_To do_: Reproduce the listing exactly, keeping every word as it is.

··· Given information

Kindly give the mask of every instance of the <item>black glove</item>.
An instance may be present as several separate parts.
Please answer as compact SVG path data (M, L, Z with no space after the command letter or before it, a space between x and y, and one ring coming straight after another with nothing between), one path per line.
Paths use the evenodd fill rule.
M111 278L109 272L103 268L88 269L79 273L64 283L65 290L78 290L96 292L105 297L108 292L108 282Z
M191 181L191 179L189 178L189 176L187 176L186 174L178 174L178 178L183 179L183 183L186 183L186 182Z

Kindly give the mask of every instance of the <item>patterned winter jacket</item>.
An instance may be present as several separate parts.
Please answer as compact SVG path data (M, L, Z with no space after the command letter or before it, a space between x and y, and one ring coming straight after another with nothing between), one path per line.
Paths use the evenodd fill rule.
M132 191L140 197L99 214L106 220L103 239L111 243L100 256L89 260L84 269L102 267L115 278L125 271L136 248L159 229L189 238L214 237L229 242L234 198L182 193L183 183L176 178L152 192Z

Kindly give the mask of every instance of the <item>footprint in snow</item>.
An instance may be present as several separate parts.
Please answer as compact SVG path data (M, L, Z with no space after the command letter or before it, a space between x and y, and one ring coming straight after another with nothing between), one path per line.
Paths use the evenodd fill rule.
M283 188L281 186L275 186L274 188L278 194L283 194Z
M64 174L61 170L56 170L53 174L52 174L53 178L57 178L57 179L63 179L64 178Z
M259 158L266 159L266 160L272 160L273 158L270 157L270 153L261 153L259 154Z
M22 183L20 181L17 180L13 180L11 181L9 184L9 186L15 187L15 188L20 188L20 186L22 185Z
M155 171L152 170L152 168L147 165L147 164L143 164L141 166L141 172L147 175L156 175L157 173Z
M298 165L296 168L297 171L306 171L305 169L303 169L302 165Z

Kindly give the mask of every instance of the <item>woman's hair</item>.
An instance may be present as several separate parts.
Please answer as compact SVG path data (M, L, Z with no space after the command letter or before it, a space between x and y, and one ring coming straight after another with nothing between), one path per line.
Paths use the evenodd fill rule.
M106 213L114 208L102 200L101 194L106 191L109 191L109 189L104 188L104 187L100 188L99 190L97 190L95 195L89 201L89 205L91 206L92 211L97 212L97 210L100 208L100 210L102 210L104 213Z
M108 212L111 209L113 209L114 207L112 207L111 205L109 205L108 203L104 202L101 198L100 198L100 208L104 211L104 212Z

······

_Output for this task_:
Kindly give the mask of every instance of the <item>black glove</item>.
An instance may be present as several separate parts.
Please answer as compact SVG path data (M, L, Z with no space after the command letter or before it, a space between x and y, and one ring coming straight after another with nothing between), one path per line.
Paths use the evenodd fill rule.
M111 278L109 272L103 268L88 269L79 273L64 283L65 290L78 290L96 292L105 297L108 292L108 282Z
M191 181L191 179L189 178L189 176L187 176L186 174L178 174L178 178L183 179L183 183L186 183L186 182Z

Kindly give the mask of every instance of the <item>patterned winter jacket</item>.
An instance may be present as several separate parts.
Please answer as compact SVG path data (M, L, Z with no space after the command letter or before it, a space between x and y, and one ring coming straight after another with nothing between), one path per line.
Paths use the evenodd fill rule.
M132 191L140 197L99 214L106 220L103 239L111 243L100 256L89 260L84 269L102 267L115 278L125 271L136 248L159 229L189 238L214 237L229 242L234 198L182 193L183 183L176 178L152 192Z

Kindly give the mask of every instance of the <item>footprint in snow</item>.
An instance may be present as several separate parts.
Please answer as compact SVG path data (M, L, Z with no space after the command letter or before it, a space between x and y, and one ring coming straight after another with nothing between), one path per line.
Paths use the evenodd fill rule.
M283 188L281 186L275 186L274 188L278 194L283 194Z
M64 174L61 170L56 170L53 174L52 174L53 178L57 178L57 179L63 179L64 178Z
M259 158L266 159L266 160L272 160L273 158L270 157L270 153L261 153L259 154Z
M22 183L20 181L17 180L13 180L11 181L9 184L9 186L15 187L15 188L20 188L20 186L22 185Z
M155 171L152 170L152 168L147 165L147 164L143 164L141 166L141 172L147 175L156 175L157 173Z
M298 165L296 168L297 171L306 171L305 169L303 169L302 165Z

Kindly give the mask of every instance of the <item>woman's hair</item>.
An instance may be present as several separate parts.
Please answer as compact SVG path data (M, L, Z with no space after the command letter or before it, a space between x and y, and one ring coming straight after another with nothing between), one path per line.
Paths use the evenodd fill rule.
M106 213L114 208L102 200L101 194L106 191L109 191L109 189L104 188L104 187L100 188L99 190L97 190L95 195L89 201L89 205L91 206L92 211L97 212L97 210L100 208L100 210L102 210L104 213Z
M108 212L111 209L113 209L114 207L112 207L111 205L109 205L108 203L104 202L101 198L100 198L100 208L104 211L104 212Z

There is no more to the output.